Tarea indicada A: Vuelve a escribir completo el tramo de los registros que va desde la línea que contiene "[tag] one dot per instance, sample [58,271]." hasta el final de los registros, ambos extremos incluidos, y desplaza en 78 cada número de las coordenadas de las respuestas. Deja sin cambios todo lo demás, también los números de las muestras de formato.

Fragmento citado:
(Recuerdos de cómo viví
el golpe militar en Chile.
Cortos relatos-reflexiones. Nº 7)
Al llegar al Campo de Concentración nazistoide me di cuenta de que el estado anímico de los presos políticos era terrible. Muchos torturados, deshechos también físicamente.
Varios, llevados a interrogatorios al regimiento de Tejas Verdes, no habían regresado. De más de alguno nunca más se supo.
Sobre todo, la incertidumbre mata internamente. No sabíamos qué iba a suceder con nosotros, pues estábamos al tanto de asesinatos cometidos ya desde el mismo día del golpe militar.
Tuve una idea loca: Solicité con tiempo autorización para celebrar la misa ese domingo. Cuando me detuvieron, mandé aviso con alguien al párroco del Puerto de San Antonio sobre mi situación. Curiosamente, me autorizaron para celebrar la Eucaristía en ese lugar. Enrique Troncoso, el párroco, y actualmente obispo de Melipilla, me llevó todo lo necesario.
Casi todos me conocían, porque antes de ser párroco en Cartagena, estuve trabajando en la parroquia del puerto.
Yo sabía que algunos de ellos no eran católicos, o lo eran algo alejados. Sin embargo, asistieron todos.

Datos proporcionados:
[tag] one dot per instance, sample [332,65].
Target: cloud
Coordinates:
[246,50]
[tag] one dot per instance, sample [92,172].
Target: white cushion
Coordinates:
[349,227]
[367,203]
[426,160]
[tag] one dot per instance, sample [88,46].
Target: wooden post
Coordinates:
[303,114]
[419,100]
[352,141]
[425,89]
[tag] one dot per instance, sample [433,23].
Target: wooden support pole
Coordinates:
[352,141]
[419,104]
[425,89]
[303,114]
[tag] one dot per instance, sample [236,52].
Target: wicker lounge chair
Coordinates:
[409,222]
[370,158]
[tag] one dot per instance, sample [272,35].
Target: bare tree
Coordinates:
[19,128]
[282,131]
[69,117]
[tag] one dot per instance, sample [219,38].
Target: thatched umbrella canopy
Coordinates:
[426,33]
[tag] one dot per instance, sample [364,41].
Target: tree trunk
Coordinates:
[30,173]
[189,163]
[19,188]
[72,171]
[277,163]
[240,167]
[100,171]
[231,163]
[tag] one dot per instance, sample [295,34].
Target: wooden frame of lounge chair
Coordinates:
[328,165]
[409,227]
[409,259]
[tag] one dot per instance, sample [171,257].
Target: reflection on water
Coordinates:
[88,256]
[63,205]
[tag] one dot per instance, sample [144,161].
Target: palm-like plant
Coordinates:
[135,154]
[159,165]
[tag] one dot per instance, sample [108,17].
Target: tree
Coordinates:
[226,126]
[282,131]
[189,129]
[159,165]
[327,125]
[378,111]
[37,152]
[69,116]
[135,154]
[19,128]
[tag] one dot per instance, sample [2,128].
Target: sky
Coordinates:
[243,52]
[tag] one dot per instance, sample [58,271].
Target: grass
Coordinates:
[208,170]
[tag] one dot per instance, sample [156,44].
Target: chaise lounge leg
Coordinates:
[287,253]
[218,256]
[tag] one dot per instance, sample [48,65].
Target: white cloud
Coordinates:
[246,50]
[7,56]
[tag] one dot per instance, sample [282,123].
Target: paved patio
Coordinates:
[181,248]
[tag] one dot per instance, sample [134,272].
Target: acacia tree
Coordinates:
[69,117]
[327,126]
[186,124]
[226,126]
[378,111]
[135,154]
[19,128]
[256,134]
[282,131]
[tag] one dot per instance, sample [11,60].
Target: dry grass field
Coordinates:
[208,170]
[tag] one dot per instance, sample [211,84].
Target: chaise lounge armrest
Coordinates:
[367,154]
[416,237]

Tarea indicada B: Traduce al inglés esta oración del relato sobre el golpe militar en Chile: "Sobre todo, la incertidumbre mata internamente."

Respuesta final A:
[tag] one dot per instance, sample [58,271].
Target: grass
Coordinates:
[286,248]
[tag] one dot per instance, sample [156,44].
Target: chaise lounge leg
Coordinates:
[365,331]
[296,334]
[tag] one dot per instance, sample [48,65].
Target: white cloud
Coordinates:
[324,128]
[85,134]
[tag] one dot per instance, sample [282,123].
Target: paved patio
Coordinates:
[259,326]
[tag] one dot per instance, sample [134,272].
Target: acacia tree
Coordinates:
[147,195]
[405,204]
[264,202]
[304,204]
[456,189]
[213,232]
[97,206]
[334,212]
[360,209]
[tag] one dot per instance, sample [11,60].
Target: dry grass field
Coordinates:
[286,248]
[tag] one dot per instance, sample [211,84].
Target: chaise lounge armrest
Coordinates:
[445,232]
[494,315]

Respuesta final B: Above all, uncertainty kills you inside.